§ Stored data entries:
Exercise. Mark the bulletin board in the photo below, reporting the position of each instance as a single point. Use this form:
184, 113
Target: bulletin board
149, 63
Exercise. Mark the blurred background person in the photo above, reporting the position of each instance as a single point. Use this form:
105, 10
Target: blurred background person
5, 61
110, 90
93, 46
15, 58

§ Instructions to follow:
Your answer should be the full set of records above, restated exactly.

§ Result below:
Exercise. Mark the bulletin board in the photo below, reporting the position of each instance as a single point. Use this form:
184, 113
Target: bulletin board
149, 63
Exercise. Mark the blurred background person in the photo above, reporting the position of each instance as a single point. Use this form:
105, 10
Target: blurred background person
5, 61
110, 90
93, 46
15, 58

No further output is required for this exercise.